> **Exercise aim**
Scan the following material for the string "music" and copy each line in which it appears.

> **Dataset records**
========

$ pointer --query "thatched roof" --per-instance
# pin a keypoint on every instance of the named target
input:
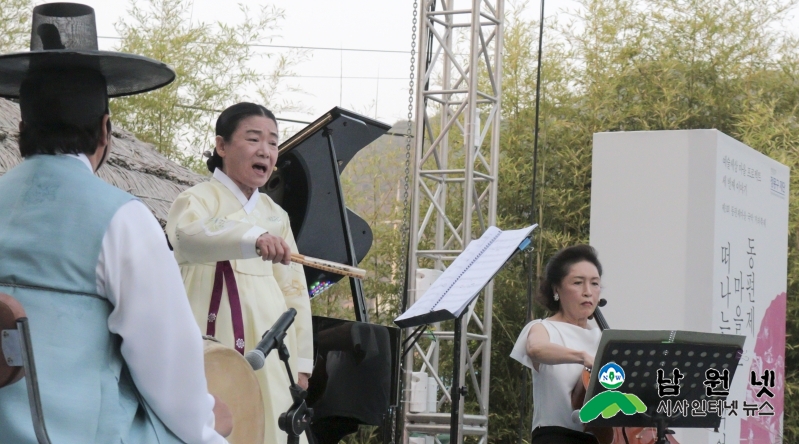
(133, 166)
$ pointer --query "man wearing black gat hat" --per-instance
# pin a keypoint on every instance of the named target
(118, 354)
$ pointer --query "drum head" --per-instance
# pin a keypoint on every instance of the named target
(232, 379)
(10, 311)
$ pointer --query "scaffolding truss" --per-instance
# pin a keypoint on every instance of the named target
(458, 89)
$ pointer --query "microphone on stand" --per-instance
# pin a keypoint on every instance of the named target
(270, 340)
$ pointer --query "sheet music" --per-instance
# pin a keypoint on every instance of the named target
(469, 273)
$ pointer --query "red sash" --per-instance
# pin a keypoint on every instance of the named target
(225, 270)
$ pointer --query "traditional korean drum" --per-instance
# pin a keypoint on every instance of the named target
(231, 379)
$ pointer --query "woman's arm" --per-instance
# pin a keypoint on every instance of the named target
(542, 351)
(291, 279)
(199, 237)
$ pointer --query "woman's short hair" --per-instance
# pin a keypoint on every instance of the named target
(558, 268)
(228, 122)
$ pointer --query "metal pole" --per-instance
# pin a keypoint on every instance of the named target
(531, 259)
(456, 420)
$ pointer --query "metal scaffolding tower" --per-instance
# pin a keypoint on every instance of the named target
(454, 191)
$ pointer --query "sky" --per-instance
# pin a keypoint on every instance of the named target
(366, 68)
(358, 54)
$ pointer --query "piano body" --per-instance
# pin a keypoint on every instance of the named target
(355, 378)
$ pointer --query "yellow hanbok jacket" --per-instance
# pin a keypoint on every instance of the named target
(213, 222)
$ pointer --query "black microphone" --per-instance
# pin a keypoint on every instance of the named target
(271, 339)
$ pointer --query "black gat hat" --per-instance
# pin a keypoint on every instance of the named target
(64, 39)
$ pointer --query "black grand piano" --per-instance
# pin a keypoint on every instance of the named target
(355, 378)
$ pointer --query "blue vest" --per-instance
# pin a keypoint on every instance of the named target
(53, 215)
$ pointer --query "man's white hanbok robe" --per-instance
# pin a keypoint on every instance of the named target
(213, 222)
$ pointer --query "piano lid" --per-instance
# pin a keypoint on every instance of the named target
(305, 185)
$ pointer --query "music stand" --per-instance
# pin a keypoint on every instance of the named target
(641, 353)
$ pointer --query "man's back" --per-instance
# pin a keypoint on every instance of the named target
(55, 214)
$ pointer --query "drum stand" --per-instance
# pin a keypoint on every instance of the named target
(298, 417)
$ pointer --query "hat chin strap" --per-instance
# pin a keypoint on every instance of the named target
(105, 153)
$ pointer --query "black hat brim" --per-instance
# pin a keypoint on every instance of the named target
(125, 74)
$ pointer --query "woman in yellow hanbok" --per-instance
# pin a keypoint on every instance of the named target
(233, 245)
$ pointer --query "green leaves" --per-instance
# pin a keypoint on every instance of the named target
(215, 66)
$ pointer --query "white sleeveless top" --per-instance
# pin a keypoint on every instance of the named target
(553, 384)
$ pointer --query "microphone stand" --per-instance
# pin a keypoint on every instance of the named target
(298, 417)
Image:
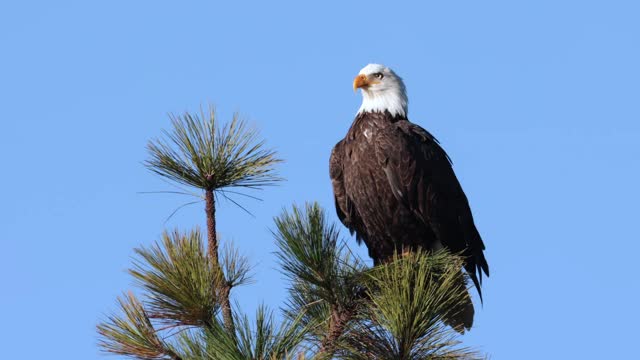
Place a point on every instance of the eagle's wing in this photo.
(345, 208)
(421, 177)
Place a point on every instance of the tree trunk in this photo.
(212, 249)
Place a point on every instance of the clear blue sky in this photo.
(537, 102)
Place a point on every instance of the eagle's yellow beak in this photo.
(360, 81)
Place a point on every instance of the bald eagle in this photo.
(394, 185)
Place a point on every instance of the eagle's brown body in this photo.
(395, 188)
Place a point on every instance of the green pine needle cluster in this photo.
(201, 153)
(178, 278)
(408, 301)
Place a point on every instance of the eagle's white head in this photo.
(382, 90)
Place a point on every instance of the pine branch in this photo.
(200, 153)
(324, 274)
(409, 300)
(182, 287)
(132, 333)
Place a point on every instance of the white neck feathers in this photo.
(393, 100)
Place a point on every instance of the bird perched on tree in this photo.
(394, 185)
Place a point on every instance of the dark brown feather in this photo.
(394, 187)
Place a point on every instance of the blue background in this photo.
(535, 101)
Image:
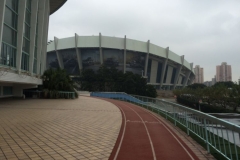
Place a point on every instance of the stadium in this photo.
(163, 68)
(23, 43)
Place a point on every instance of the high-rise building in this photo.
(214, 80)
(23, 43)
(199, 77)
(223, 72)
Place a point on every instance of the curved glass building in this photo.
(23, 43)
(162, 67)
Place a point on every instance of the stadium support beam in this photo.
(78, 52)
(125, 54)
(41, 19)
(20, 26)
(147, 57)
(45, 36)
(59, 56)
(186, 79)
(34, 9)
(2, 11)
(179, 69)
(100, 48)
(191, 77)
(164, 67)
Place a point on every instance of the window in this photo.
(7, 90)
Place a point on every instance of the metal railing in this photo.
(219, 137)
(49, 94)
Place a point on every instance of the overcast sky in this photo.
(207, 32)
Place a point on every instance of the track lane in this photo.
(166, 144)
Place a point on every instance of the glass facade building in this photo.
(162, 68)
(23, 43)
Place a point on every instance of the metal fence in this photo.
(217, 135)
(49, 94)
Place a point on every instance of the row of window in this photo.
(9, 38)
(135, 62)
(6, 90)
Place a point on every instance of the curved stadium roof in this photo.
(55, 5)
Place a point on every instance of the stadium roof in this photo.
(55, 5)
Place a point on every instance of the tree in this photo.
(57, 80)
(196, 85)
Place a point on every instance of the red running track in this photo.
(143, 136)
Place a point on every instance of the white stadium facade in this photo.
(23, 43)
(163, 68)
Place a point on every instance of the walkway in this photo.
(146, 136)
(85, 128)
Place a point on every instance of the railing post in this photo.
(206, 134)
(174, 114)
(187, 123)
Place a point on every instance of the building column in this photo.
(45, 36)
(147, 57)
(164, 67)
(125, 54)
(41, 13)
(179, 69)
(78, 52)
(34, 9)
(20, 28)
(100, 48)
(2, 12)
(59, 56)
(186, 79)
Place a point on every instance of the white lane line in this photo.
(149, 137)
(169, 132)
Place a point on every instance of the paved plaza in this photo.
(84, 128)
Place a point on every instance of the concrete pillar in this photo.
(78, 52)
(41, 19)
(45, 36)
(147, 57)
(2, 12)
(100, 48)
(179, 69)
(20, 26)
(164, 66)
(154, 70)
(34, 10)
(186, 79)
(125, 54)
(59, 56)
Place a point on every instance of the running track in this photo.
(143, 136)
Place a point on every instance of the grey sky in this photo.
(207, 32)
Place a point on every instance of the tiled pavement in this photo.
(84, 128)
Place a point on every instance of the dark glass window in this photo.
(9, 36)
(90, 58)
(10, 18)
(182, 80)
(113, 58)
(7, 90)
(13, 4)
(26, 45)
(52, 61)
(149, 69)
(173, 75)
(25, 62)
(159, 72)
(35, 66)
(165, 75)
(70, 62)
(8, 55)
(135, 62)
(27, 31)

========

> **Solution**
$ pointer --query "sheet music" --per-instance
$ pointer --query "music stand" --per-instance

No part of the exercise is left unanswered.